Supplied text
————————
8496182395_6921c8349b_z.jpg

Chestnut gnocchi, with winter root vegetables (parsnips, carrots) and mushrooms (champignon and oyster mushrooms)


8497285724_d5086ed032_z.jpg

Carrot and cauliflower confit

Imagine the softest, lusciousliest (is that even a word? well, it is now) cauliflower and carrots you've ever tasted, infused with garlic, cumin and lemon, and sparked with a flash of cayenne. The confit liquid, which was the olive oil they were slow-roasted in, is worth the price of admission.

Adapted from this recipe by Jean-Georges Vongerichten, of Jean Georges (New York), Pump Room (Chicago) and Mercato (Shanghai) -- http://www.nytimes.c...-And-Cumin.html

There are a few differences between JGV's original and the pic above, namely the lemon zest/lemon juice, capers, marjoram and cauliflower. Otherwise, it's as written.
————————
Exercise tasks
1. In the recipe text, what was the confit liquid?
2. Carry on the recipe text from its last sentence.

[Location identification entries]
————————
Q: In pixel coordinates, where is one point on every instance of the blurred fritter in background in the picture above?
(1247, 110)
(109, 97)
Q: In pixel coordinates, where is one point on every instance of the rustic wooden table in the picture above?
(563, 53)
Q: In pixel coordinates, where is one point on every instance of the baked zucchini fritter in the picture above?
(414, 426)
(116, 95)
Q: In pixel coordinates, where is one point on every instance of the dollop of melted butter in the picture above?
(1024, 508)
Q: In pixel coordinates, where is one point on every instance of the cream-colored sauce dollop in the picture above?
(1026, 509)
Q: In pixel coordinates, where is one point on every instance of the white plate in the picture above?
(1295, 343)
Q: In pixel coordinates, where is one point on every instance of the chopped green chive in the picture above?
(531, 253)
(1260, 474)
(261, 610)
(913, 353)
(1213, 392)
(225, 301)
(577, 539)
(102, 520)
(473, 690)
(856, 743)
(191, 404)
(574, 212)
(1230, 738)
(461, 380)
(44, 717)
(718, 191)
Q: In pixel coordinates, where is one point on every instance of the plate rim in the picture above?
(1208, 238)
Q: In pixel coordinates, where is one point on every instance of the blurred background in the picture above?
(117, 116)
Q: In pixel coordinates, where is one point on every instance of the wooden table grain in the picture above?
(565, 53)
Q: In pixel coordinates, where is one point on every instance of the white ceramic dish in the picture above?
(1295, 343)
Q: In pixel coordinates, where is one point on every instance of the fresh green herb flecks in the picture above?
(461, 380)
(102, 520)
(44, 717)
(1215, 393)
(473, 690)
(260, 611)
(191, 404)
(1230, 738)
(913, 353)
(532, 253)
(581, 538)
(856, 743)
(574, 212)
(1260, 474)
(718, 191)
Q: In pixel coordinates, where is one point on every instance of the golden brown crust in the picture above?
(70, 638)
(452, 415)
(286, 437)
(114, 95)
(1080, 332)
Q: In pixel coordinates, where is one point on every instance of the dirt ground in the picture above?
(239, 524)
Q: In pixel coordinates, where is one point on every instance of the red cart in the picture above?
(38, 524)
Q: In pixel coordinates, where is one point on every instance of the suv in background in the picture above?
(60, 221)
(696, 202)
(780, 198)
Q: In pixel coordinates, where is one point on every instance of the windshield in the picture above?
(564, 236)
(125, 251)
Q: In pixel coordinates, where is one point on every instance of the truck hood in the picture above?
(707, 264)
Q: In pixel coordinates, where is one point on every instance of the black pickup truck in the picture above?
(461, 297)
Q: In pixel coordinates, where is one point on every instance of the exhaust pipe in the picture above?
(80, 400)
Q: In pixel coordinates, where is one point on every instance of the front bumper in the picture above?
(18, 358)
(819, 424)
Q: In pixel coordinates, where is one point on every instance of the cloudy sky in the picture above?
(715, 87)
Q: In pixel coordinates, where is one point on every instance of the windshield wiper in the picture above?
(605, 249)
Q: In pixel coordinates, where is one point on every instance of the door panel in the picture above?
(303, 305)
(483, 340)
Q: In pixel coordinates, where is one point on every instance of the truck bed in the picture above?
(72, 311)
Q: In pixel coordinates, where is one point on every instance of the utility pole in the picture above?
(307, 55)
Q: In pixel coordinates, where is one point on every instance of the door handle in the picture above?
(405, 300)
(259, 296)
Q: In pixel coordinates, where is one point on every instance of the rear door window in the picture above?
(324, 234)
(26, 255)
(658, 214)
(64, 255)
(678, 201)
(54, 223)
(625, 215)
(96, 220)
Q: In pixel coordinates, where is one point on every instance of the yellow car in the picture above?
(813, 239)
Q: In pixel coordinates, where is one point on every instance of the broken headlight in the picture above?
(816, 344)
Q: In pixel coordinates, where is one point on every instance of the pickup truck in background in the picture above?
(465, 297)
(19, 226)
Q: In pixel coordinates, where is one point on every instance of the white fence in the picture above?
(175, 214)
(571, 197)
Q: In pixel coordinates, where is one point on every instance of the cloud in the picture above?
————————
Outputs in order
1. It was the olive oil that the cauliflower and carrots were slow-roasted in.

2.
8496182573_6465b31c44_z.jpg

"Eggs and things"

You can think of it as a 'reverse frittata', one where the filling is the star of the show. In this case, it's beet greens. The eggs are supposed to be shredded. (I think I used 2 eggs, instead of my usual 3-4). Sometimes there'll be cheese or fried breadcrumbs, or plain as you see here, save for a drizzle of extra-virgin olive oil.

In the past, I've had this with spinach and tomatoes, or with ramps and potatoes. Just an idea for those of you who might be inclined.


Edited by SobaAddict70, 21 February 2013 - 10:50 PM.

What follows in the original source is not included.